- TASK INSTRUCTIONS -
Pictures excluded, output the lines of the data below between the one holding "dog's red collar." and the one holding "the fish eye.", inclusive, exactly as they stand.

- Region pointing data -
########

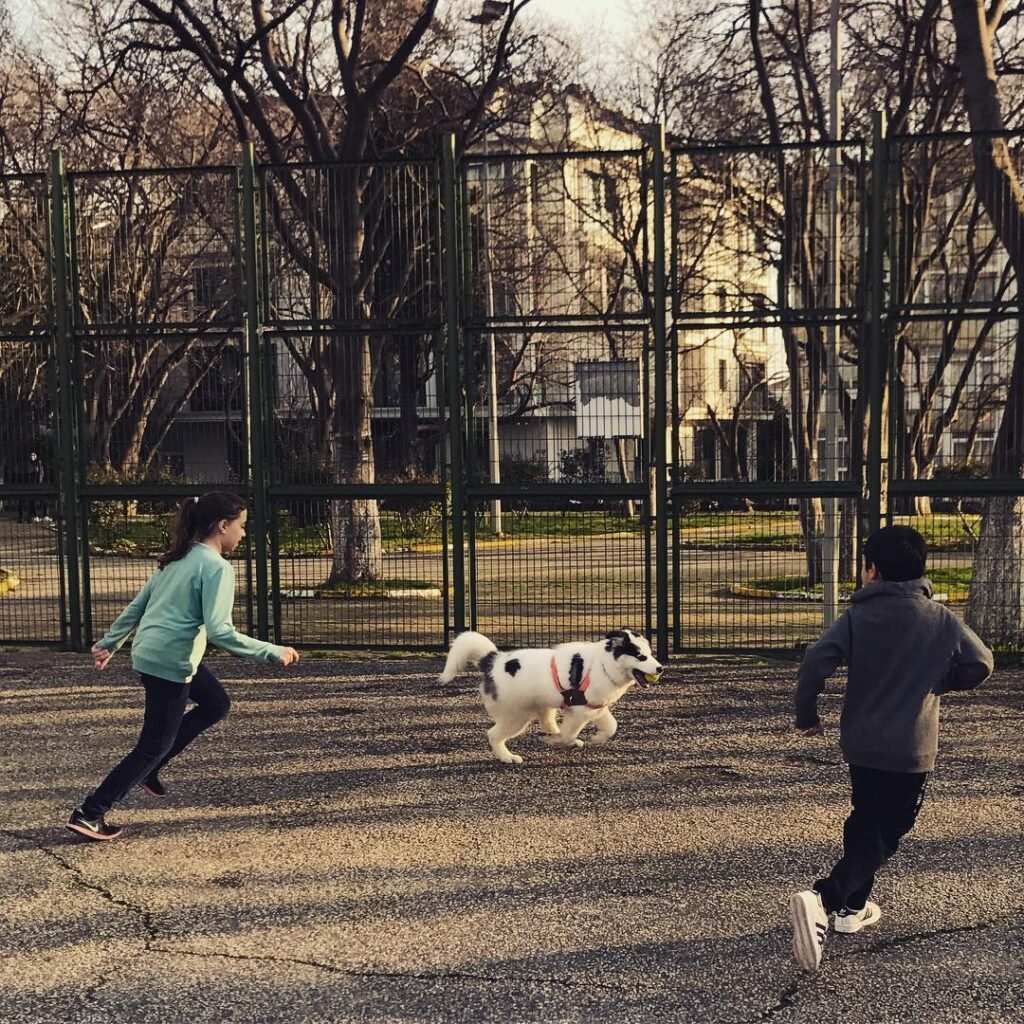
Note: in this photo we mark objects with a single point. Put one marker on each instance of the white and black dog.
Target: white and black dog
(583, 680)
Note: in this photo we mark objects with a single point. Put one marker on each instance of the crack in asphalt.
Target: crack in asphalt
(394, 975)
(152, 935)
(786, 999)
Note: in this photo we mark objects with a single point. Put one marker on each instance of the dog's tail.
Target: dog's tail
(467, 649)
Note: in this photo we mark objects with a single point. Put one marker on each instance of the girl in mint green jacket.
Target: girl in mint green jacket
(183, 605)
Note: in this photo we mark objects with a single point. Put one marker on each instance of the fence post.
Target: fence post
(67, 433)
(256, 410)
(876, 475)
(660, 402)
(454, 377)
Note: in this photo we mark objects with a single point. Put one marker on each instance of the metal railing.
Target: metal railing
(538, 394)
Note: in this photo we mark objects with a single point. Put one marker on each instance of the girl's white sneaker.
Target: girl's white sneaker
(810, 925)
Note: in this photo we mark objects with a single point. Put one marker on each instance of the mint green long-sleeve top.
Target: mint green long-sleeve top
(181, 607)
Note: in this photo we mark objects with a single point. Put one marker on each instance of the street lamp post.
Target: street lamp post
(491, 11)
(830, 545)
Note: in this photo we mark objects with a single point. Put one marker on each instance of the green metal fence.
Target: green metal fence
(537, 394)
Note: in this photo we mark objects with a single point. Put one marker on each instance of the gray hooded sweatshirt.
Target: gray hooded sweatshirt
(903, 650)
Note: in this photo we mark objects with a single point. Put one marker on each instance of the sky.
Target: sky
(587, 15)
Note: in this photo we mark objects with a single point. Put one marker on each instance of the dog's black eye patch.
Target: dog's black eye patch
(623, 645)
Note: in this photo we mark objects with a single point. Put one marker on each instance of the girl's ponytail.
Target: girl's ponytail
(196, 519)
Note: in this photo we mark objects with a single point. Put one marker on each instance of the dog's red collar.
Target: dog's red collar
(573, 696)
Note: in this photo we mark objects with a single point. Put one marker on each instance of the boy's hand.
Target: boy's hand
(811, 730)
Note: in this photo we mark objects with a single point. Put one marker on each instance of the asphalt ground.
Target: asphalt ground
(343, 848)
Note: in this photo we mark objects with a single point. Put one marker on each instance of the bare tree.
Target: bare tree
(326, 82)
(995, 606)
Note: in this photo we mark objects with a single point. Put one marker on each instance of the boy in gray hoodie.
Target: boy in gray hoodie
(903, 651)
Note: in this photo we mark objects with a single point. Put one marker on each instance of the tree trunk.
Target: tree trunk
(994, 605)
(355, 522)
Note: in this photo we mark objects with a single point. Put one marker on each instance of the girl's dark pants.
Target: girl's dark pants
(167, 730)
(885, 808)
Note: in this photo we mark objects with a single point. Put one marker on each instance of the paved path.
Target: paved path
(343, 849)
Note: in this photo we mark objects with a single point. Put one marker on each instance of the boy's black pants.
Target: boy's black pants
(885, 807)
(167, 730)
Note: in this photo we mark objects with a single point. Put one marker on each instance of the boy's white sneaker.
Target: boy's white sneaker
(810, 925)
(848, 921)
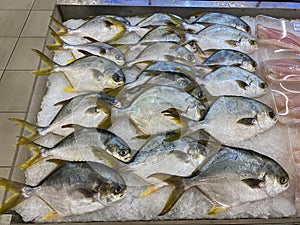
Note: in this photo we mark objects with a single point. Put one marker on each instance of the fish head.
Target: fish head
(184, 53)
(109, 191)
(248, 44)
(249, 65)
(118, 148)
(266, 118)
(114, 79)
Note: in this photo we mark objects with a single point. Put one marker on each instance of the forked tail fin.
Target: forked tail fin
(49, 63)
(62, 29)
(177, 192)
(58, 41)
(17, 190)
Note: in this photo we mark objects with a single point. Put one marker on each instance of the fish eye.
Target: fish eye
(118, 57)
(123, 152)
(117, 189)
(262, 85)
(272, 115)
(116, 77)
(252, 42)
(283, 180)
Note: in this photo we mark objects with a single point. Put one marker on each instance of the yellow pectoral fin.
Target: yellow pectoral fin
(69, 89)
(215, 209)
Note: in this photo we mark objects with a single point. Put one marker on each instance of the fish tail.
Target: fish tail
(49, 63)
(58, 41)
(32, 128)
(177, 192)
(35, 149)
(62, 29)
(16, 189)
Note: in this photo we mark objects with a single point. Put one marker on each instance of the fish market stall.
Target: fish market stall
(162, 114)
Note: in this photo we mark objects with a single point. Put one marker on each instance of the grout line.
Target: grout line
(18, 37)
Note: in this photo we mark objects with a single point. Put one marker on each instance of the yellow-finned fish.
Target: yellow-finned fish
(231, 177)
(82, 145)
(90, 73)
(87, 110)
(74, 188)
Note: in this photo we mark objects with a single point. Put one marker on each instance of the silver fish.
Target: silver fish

########

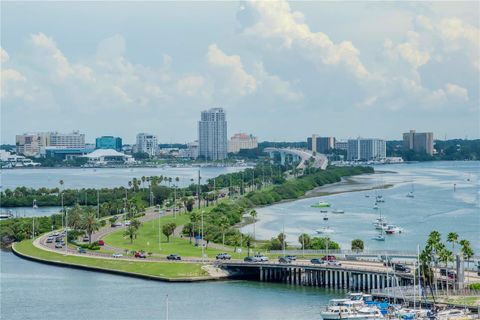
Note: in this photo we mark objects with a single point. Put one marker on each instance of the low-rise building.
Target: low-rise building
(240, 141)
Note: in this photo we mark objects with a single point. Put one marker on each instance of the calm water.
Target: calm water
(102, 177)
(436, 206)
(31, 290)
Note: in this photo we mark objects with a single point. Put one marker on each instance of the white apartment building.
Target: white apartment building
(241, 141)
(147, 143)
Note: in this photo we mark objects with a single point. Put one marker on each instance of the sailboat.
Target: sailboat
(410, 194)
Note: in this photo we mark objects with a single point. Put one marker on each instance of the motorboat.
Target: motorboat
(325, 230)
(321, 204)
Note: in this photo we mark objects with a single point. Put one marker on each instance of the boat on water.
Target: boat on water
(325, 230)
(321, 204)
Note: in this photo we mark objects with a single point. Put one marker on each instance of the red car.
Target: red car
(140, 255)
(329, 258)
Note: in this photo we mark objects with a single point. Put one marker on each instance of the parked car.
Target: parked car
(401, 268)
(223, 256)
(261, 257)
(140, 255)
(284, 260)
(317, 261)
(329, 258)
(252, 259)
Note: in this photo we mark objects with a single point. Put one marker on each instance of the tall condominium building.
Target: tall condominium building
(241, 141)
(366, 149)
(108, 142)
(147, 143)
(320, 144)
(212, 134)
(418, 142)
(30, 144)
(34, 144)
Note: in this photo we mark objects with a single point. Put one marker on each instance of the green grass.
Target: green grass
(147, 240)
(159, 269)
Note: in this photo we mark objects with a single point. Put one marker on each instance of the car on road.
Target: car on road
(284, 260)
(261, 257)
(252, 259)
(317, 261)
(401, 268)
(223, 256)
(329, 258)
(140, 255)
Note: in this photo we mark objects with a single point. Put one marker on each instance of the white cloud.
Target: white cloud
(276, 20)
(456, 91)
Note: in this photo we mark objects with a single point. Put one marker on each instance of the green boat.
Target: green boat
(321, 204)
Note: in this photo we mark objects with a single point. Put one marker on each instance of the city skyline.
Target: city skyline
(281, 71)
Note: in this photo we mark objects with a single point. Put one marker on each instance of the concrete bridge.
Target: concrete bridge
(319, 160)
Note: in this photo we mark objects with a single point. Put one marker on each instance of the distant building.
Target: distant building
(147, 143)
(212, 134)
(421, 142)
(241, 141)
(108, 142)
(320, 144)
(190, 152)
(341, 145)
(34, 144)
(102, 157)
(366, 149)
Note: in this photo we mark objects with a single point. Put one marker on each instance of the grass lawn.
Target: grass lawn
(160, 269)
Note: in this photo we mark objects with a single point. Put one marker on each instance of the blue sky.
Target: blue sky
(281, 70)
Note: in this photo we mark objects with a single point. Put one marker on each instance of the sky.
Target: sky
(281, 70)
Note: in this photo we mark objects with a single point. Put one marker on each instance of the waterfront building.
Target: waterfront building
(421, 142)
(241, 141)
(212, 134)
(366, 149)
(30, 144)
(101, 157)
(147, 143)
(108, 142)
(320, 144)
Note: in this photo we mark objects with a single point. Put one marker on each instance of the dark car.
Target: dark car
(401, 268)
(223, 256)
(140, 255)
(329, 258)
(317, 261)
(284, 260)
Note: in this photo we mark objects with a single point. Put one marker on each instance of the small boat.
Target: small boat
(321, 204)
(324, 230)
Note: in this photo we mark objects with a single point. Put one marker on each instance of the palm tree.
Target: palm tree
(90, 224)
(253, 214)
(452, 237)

########

- WORKED SOLUTION -
Note: in this photo we mark objects with a single point. Put one marker on each instance of the dog's red collar.
Target: dog's red collar
(573, 696)
Note: in this photo we mark objects with a single point. Put one marker on each instance of the boy's hand.
Target: boy's hand
(811, 730)
Note: in this photo we mark objects with a single point. Put one marker on each instance of the asphalt ground.
Target: asphalt ground
(343, 848)
Note: in this photo we mark objects with a single point. Put one marker on each instance of the bare tree.
Target: bare tree
(326, 82)
(995, 606)
Note: in this photo we mark objects with a single point. Put one marker on each instance of the boy in gray hoodie.
Target: boy in gray hoodie
(903, 651)
Note: in this photo we mark objects with a single point. Put one marker on each instance of the tree trunk.
Target: tree trunk
(994, 605)
(355, 522)
Note: in this photo we mark objects with a single point. Put one marker on each instance of the girl's dark pants.
Target: girl's dark pants
(167, 730)
(885, 808)
Note: in this photo we mark objects with a single point. Put one marker on each instance of the paved path.
Target: paved path
(343, 849)
Note: in this photo we mark objects with a single point. Put one marker on each instance of the boy's black pants.
Target: boy's black pants
(885, 807)
(167, 730)
Note: in this photo we mark objects with a single point. Put one marker on each instance of the boy's white sneaker.
Target: boy's white sneaker
(810, 925)
(848, 921)
Note: in this photo we mark objects with a single point. Put one marker on each instance of the fish head.
Target: fish head
(184, 53)
(109, 191)
(248, 44)
(249, 65)
(118, 148)
(266, 118)
(114, 79)
Note: in this photo we mark objects with a single point. Put one marker on each instance of the forked tail fin.
Target: forked tail fin
(49, 63)
(62, 29)
(177, 192)
(58, 41)
(17, 190)
Note: in this photo we mark objects with a single point. Put one marker on each instance of the fish eye.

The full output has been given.